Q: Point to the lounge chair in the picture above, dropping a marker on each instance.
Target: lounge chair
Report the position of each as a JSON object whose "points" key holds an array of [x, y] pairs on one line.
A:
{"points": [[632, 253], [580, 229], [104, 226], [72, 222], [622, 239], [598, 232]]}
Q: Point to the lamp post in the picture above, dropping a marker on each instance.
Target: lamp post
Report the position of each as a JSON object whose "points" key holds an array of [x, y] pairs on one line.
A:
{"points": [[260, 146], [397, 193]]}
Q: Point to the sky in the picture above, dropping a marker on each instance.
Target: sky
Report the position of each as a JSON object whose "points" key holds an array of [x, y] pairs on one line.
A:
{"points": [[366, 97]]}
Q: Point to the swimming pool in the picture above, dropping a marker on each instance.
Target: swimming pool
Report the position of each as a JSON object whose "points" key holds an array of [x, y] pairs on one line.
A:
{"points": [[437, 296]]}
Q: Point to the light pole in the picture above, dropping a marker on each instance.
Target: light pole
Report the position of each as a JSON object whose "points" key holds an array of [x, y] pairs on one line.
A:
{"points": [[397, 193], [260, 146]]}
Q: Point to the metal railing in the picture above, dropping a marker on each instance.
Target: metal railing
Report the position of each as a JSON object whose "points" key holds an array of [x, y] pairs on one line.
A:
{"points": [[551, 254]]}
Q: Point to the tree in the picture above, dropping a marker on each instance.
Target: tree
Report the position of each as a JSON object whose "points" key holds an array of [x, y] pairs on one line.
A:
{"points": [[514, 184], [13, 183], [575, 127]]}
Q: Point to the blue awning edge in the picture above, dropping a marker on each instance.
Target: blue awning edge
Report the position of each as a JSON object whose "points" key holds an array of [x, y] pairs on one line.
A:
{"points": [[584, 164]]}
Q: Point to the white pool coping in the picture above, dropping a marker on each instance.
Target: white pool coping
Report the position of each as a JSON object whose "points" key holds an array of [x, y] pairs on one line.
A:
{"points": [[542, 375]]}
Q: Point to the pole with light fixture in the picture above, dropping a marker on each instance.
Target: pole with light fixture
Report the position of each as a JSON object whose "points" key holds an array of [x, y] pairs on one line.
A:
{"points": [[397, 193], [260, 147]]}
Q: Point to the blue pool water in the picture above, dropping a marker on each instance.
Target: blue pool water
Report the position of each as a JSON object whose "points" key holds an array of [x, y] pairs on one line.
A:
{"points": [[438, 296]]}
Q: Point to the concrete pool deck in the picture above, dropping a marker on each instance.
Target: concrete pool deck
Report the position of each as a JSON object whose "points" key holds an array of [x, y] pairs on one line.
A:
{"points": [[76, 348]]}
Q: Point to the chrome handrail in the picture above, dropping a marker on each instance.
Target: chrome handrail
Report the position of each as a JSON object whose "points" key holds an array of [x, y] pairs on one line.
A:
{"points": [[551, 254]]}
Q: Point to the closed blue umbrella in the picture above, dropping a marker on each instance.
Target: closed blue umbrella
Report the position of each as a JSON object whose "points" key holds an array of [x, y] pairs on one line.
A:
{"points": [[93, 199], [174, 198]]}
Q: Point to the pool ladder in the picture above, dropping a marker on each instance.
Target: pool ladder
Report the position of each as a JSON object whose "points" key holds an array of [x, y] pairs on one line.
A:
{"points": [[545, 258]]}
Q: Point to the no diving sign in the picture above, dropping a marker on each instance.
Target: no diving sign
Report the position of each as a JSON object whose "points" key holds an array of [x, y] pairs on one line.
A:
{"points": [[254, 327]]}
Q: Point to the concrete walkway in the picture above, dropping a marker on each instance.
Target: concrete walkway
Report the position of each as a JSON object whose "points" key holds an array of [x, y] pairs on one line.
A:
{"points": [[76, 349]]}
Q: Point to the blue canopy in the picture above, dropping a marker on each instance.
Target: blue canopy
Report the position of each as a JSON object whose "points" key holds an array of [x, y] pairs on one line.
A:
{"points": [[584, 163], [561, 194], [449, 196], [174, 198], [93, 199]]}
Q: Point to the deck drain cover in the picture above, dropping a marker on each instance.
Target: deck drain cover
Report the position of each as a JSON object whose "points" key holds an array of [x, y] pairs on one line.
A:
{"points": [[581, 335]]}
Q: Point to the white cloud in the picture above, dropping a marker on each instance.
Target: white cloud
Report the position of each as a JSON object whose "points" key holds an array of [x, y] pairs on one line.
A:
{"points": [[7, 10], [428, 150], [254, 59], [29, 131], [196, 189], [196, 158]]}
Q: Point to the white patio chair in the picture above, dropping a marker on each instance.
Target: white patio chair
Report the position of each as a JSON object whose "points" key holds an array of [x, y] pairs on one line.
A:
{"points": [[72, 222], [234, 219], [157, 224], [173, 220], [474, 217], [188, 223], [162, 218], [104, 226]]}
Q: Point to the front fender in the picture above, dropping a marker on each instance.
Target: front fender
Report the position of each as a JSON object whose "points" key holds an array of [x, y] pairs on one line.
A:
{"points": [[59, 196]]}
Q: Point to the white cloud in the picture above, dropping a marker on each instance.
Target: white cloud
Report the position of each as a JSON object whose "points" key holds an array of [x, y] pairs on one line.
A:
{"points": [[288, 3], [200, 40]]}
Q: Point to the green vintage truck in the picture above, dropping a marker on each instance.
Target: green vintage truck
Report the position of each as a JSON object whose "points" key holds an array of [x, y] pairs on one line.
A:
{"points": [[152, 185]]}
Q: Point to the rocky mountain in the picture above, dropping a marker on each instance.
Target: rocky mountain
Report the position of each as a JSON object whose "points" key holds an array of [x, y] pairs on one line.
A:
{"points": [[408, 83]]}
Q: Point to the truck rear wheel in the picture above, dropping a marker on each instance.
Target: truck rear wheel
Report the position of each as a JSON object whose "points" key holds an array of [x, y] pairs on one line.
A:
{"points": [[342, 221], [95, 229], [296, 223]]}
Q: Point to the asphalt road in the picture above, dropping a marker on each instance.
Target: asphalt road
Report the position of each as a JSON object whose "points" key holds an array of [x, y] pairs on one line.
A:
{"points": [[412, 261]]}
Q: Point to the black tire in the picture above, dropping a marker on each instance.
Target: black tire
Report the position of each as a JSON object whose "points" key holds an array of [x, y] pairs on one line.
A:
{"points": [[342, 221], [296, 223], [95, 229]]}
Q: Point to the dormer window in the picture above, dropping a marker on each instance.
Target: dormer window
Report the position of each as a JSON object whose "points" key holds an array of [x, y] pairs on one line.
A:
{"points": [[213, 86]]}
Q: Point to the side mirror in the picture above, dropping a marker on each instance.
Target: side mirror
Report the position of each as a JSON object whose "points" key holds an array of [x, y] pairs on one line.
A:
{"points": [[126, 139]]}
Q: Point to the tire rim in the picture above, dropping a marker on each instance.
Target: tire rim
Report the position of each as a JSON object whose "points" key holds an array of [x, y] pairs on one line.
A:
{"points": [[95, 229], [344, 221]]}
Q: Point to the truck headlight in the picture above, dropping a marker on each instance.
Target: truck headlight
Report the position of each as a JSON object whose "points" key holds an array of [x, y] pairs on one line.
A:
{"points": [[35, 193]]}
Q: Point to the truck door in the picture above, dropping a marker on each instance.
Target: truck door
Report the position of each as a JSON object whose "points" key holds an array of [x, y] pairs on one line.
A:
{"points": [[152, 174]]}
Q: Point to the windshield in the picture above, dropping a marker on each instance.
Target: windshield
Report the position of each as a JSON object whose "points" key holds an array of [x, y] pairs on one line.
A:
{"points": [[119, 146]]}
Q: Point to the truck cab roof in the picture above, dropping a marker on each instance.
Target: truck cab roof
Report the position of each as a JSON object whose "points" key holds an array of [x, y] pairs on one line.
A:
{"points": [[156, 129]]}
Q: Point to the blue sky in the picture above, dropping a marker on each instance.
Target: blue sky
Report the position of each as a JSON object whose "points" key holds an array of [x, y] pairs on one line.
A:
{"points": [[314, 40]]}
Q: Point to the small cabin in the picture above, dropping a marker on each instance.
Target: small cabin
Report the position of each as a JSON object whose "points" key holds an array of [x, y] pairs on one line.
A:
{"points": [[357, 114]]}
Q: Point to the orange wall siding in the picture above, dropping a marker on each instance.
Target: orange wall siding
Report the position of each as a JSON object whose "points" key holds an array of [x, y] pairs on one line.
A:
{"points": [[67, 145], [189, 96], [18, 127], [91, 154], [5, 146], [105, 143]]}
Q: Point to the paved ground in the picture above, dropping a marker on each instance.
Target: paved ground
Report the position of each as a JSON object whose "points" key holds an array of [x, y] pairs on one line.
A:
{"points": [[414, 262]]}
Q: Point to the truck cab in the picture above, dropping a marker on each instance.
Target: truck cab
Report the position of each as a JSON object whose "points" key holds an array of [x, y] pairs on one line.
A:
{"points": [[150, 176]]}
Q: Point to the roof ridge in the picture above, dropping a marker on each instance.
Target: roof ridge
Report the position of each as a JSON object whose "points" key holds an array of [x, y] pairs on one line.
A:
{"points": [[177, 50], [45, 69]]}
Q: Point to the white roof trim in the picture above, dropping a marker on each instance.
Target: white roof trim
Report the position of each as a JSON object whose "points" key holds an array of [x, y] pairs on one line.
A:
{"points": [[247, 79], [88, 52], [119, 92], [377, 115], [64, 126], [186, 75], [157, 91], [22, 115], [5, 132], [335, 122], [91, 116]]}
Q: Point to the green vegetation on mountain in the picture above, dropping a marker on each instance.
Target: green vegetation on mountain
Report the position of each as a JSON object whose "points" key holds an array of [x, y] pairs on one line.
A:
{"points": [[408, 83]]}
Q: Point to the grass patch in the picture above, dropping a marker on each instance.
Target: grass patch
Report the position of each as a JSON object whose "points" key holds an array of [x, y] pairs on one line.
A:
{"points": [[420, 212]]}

+===+

# [Exercise task]
Copy out exactly the lines running from the line with "Q: Point to the roof" to the end of the records, inclusive.

# [Result of the exercise]
Q: Point to the roof ridge in the picture above, dropping a marker on each instance.
Target: roof ridge
Report the position of each as a JSON object whose "points" key holds an array of [x, y] pairs on one line.
A:
{"points": [[177, 50], [45, 69]]}
Q: Point to the white roof trim in the picture above, dropping a marker on each instance.
Target: white roof trim
Report the position of each as a JSON object whose "points" key holds an array of [x, y] pairs on one line.
A:
{"points": [[247, 79], [88, 52], [119, 92], [377, 115], [64, 126], [186, 75], [157, 91], [22, 115], [5, 132], [335, 122], [91, 116]]}
Q: Point to the green vegetation on mountain in the picture above, dropping a marker on each instance.
Target: green vegetation on mountain
Report the position of each as a JSON object whose "points" key holds an array of [x, y] pairs on one line.
A:
{"points": [[408, 83]]}
Q: Point to the grass patch in the picture above, dropping a marker on each instance.
Target: grass patch
Report the position of each as a JSON object whose "points" key holds an array of [x, y] pairs on one line.
A:
{"points": [[420, 212]]}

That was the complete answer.